**YOUR GOAL**
Express the lines of the listing as a JSON list of strings, one string per line and no blank lines, beginning at the line that contains "the bus side" and ending after the line that contains "[0,562,1080,781]".

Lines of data
---------------
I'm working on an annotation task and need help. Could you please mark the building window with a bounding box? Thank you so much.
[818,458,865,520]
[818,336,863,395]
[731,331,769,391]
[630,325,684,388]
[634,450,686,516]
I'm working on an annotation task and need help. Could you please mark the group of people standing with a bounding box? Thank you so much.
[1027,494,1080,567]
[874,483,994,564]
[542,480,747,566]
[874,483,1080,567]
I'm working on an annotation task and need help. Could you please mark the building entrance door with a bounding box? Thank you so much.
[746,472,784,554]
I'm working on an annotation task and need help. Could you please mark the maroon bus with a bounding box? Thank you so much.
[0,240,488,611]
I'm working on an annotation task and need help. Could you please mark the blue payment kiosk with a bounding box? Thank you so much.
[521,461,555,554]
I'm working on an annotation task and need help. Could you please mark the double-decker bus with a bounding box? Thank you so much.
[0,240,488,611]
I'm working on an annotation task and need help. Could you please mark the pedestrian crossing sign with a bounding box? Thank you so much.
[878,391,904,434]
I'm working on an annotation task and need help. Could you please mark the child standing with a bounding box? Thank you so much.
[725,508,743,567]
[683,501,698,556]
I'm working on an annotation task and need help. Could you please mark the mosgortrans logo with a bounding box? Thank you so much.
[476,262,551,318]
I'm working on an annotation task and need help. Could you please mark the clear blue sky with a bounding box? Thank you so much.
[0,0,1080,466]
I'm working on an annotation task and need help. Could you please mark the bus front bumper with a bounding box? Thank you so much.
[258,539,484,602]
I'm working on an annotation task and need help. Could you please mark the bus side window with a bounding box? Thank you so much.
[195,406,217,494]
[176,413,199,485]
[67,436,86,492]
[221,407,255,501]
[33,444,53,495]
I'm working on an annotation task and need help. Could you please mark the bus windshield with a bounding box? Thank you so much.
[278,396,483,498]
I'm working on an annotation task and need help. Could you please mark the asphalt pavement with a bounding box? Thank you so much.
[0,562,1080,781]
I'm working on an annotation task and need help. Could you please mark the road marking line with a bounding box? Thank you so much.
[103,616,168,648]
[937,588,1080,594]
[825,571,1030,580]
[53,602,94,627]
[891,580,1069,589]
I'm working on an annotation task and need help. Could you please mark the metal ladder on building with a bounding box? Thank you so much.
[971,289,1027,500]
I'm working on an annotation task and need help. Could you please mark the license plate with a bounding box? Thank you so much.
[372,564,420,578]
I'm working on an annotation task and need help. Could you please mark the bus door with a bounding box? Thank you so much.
---------------
**FULL SOLUTION**
[
  "I'm working on an annotation task and need help. Could you please mark the bus side window with a bounding box? Thank you so much.",
  "[195,406,217,494]",
  "[176,413,199,485]",
  "[67,436,86,492]",
  "[221,407,255,501]",
  "[33,444,53,495]",
  "I'm working on an annotation task and need help. Could you please mark the bus windshield with a bounding box? Thank you so much.",
  "[278,396,483,498]",
  "I'm working on an annotation task and need help. Could you please mark the asphalt pavement with a bounding box? Thank you so much.",
  "[0,562,1080,781]"
]